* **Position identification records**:
● ● ● ●

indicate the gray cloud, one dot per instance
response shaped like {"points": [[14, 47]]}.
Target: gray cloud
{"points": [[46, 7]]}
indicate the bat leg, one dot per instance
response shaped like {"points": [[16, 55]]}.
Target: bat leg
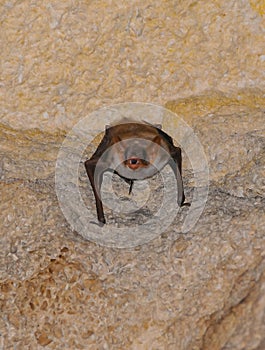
{"points": [[176, 165], [131, 186], [96, 181]]}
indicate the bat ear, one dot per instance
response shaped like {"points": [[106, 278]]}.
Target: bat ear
{"points": [[153, 148], [116, 139], [157, 140]]}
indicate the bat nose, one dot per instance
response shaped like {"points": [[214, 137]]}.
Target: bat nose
{"points": [[133, 163]]}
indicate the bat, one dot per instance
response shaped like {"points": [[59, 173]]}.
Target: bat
{"points": [[134, 151]]}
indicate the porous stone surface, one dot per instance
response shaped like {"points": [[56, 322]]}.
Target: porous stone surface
{"points": [[204, 289], [63, 59]]}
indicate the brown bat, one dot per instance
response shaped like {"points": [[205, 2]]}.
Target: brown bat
{"points": [[134, 151]]}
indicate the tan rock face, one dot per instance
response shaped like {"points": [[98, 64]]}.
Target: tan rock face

● ● ● ●

* **Written problem**:
Format the stretch of the material from the line containing "indicate the brown bat, one dot per instance" through the end of the material as a numbered list, omitting any blank lines.

* **Output below**:
1. indicate the brown bat, one dot per instance
2. response shaped like {"points": [[205, 2]]}.
3. Target: brown bat
4. {"points": [[134, 151]]}
5. indicate the tan rock face, one dot per instance
6. response shaped like {"points": [[98, 64]]}.
7. Target: tan rock face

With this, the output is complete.